* Task objective *
Each entry is to be output precisely as it appears.

* Data in this exercise *

══════

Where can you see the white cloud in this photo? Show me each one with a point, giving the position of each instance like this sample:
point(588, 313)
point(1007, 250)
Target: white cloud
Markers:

══════

* Answer to the exercise *
Where can you see the white cloud in this photo? Show me each one with a point, giving the position of each instance like this sample:
point(588, 313)
point(1007, 250)
Target: white cloud
Markers:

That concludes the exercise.